• **What to work on**:
1. From the article on the I'm Safe checklist, output the passage that begins at the words "I’M SAFE CHECKLIST" and ends after the words "and longtime pilot.".
2. In the article on the I'm Safe checklist, what position does Mike Kopp hold at Jet Linx?
3. Continue the article on the I'm Safe checklist, starting after its final sentence.

• **Text under study**:
FROM THE FLIGHT DECK

I’M SAFE CHECKLIST

From the Flight Deck features insights from the core of our aviation family – our pilots! This issue, learn more about the “fit to fly” checklist with Mike Kopp, Jet Linx Director of Operations and longtime pilot.

Preflight checklists are a familiar tool used by responsible pilots. Even as students, pilots learn to assess themselves for fitness to fly. The FAA gives us a mnemonic device to use as a checklist to help us determine our fitness for duty. The personal checklist for I am physically and mentally safe to fly; not impaired by (“I’m Safe”) covers:

Illness: Common colds and other minor illness suffered day-to-day can seriously degrade performance of piloting tasks. Although symptoms may be under control of over-the-counter medications, the medications themselves may cause impairment. The best solution is to never fly when suffering from an illness or consult an Aviation Medical Examiner (AME) before taking flight.

Medication: Prescription and over-the-counter medications can also degrade pilot performance. The regulations prohibit performance of crewmember duties when using any medications that affect the faculties in any way that would degrade safety. Pilots are always advised not to perform crewmember duties while taking any medications unless approved by the FAA/AME.

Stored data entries
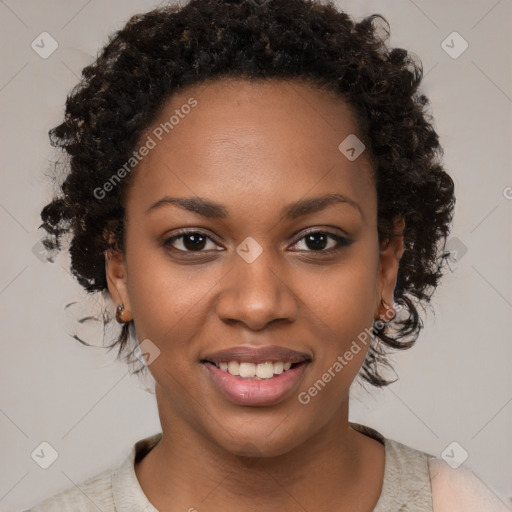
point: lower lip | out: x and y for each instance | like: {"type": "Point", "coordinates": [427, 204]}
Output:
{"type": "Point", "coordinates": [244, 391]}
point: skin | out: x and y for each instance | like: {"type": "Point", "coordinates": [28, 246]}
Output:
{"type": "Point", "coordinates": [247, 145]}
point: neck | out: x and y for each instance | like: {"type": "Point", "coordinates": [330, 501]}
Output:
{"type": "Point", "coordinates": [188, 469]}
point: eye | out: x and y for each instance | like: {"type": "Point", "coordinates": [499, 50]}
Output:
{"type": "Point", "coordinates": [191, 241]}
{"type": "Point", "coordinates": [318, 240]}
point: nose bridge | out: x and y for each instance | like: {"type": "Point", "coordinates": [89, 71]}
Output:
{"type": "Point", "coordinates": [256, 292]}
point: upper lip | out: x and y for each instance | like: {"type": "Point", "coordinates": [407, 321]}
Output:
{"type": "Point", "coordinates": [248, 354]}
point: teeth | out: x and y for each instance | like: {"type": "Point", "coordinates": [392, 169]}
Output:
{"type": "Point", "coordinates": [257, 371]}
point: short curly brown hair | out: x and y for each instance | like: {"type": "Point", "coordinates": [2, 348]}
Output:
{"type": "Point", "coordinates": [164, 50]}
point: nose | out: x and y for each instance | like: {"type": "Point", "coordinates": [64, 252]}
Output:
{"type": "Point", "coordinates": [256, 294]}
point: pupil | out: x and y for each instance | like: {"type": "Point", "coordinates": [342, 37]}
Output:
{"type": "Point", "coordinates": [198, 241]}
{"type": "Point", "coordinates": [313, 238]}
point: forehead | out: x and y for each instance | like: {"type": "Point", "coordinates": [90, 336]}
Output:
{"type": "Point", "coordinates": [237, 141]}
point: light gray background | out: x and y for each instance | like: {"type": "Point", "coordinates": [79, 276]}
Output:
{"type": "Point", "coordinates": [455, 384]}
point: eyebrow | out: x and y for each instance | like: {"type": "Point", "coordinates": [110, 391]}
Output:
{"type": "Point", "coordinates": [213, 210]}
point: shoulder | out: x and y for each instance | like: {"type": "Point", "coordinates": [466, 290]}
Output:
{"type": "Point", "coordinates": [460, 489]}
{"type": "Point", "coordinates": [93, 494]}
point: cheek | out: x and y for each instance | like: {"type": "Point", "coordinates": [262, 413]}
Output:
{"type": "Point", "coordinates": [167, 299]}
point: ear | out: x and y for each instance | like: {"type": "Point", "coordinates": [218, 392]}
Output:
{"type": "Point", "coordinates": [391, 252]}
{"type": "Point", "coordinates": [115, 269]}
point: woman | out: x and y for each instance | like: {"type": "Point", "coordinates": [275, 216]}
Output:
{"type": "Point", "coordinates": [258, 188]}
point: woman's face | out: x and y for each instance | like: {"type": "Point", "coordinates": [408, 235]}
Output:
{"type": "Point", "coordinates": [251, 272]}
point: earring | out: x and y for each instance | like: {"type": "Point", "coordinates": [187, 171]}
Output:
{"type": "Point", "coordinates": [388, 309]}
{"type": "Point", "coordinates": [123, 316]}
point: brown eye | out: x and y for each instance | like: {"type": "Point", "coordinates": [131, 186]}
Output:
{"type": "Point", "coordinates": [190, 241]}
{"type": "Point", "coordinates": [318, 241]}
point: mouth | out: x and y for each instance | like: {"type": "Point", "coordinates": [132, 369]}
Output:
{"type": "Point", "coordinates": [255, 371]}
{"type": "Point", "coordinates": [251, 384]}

==

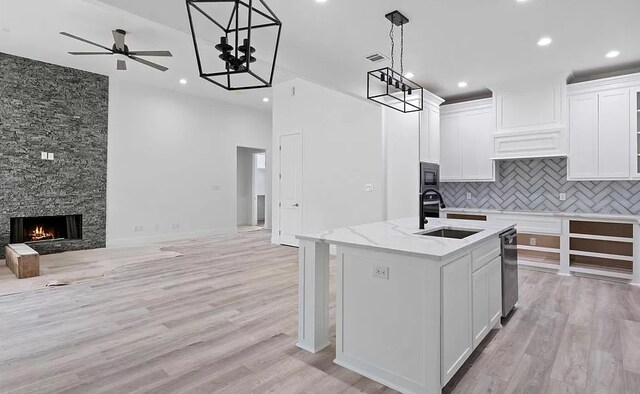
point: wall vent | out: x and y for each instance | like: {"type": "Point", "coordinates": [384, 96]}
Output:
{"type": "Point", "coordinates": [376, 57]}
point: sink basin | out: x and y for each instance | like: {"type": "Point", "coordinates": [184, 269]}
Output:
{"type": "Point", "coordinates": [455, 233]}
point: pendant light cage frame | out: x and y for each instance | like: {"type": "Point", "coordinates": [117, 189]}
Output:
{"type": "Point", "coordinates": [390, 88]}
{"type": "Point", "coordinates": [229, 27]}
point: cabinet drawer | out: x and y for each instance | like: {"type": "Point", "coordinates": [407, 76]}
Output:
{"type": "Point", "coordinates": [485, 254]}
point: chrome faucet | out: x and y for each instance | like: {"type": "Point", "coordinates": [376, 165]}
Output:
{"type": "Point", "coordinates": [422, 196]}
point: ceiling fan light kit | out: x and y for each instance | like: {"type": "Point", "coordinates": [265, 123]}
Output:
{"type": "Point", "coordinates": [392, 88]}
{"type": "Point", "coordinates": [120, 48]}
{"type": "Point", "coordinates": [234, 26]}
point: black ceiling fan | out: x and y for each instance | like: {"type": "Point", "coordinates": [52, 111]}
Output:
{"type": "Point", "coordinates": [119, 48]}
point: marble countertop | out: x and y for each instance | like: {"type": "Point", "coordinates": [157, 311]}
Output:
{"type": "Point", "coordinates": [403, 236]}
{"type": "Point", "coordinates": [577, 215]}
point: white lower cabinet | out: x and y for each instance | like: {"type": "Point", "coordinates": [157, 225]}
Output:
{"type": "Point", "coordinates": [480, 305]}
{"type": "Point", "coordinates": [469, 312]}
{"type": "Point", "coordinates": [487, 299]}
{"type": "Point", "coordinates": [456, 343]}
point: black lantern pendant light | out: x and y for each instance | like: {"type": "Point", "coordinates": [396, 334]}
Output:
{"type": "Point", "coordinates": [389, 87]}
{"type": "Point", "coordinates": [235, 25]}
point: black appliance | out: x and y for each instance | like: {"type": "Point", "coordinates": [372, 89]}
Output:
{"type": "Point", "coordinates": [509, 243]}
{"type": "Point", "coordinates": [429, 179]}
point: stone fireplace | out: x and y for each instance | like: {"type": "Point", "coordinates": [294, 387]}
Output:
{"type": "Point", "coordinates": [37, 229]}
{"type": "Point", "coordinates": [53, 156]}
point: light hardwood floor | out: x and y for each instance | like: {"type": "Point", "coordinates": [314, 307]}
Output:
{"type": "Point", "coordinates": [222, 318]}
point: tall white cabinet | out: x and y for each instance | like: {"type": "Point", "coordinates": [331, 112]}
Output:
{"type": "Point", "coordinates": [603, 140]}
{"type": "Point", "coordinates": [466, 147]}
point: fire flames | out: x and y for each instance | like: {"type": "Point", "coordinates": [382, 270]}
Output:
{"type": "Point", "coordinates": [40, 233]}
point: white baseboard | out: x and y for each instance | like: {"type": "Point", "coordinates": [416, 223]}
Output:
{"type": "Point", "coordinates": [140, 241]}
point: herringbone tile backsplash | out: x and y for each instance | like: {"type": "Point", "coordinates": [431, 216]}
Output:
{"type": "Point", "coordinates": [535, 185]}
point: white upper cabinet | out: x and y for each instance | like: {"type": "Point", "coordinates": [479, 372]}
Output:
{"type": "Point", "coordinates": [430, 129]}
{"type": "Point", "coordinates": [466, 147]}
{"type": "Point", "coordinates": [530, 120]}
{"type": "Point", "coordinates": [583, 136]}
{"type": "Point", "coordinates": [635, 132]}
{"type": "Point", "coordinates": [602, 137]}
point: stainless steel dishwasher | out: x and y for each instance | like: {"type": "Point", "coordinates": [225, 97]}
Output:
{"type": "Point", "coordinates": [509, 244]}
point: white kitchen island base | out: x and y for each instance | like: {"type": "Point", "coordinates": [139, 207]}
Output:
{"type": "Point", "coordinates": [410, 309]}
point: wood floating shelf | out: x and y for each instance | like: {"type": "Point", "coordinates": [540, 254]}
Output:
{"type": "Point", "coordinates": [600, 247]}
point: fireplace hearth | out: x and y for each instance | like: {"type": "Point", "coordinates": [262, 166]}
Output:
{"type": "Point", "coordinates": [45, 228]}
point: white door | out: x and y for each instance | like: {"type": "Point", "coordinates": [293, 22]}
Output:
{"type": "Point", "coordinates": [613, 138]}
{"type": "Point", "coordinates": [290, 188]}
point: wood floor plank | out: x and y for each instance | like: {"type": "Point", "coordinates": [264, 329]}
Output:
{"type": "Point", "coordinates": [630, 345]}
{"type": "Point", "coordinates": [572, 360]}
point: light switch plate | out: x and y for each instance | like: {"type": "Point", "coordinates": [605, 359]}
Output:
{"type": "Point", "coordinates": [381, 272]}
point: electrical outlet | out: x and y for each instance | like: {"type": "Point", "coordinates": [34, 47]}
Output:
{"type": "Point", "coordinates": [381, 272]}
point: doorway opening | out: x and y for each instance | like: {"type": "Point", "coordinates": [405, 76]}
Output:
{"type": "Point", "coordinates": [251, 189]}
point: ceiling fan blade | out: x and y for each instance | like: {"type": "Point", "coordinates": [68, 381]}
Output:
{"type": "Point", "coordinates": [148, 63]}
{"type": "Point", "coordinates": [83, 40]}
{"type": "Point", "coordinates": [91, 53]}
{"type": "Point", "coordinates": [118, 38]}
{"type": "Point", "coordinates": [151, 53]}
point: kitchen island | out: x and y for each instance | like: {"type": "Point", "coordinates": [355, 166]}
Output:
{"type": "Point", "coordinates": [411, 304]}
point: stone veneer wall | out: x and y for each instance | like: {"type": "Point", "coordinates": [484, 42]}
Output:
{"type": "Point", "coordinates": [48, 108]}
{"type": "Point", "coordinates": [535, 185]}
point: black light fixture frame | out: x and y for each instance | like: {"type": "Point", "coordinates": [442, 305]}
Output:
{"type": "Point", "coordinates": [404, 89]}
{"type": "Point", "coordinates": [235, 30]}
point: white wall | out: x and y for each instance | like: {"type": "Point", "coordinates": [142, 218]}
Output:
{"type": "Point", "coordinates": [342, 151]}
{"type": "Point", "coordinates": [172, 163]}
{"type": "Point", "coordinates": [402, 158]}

• **Your responses**:
1.
I’M SAFE CHECKLIST

From the Flight Deck features insights from the core of our aviation family – our pilots! This issue, learn more about the “fit to fly” checklist with Mike Kopp, Jet Linx Director of Operations and longtime pilot.

2. Director of Operations

3.
Stress: Physical, environmental and psychological stress play a significant role in pilot performance. When suffering any of these types of stress, the safest action is to refrain from flying until the stresses are managed or relieved.

Alcohol: Seems simple and straight forward, consuming alcohol reduces our ability to perform. No person may serve as a crewmember within eight hours of consuming alcohol. The best practice is to allow 12 to 24 hours recovery time between “bottle and throttle,” because even after eight hours you may still feel the effects of alcohol.

Fatigue: A normal fact of life yet one of the most treacherous hazards to aviation safety. Fatigue often is not recognized until an error has been made. It is described as acute (short term) or chronic (long term).

Emotion: Even the most mentally sound individuals cannot always park their emotions in the lot before getting into the airplane. If a pilot has had a recent family or financial catastrophe, that pilot should not fly until they have recovered from the emotional stress of that event.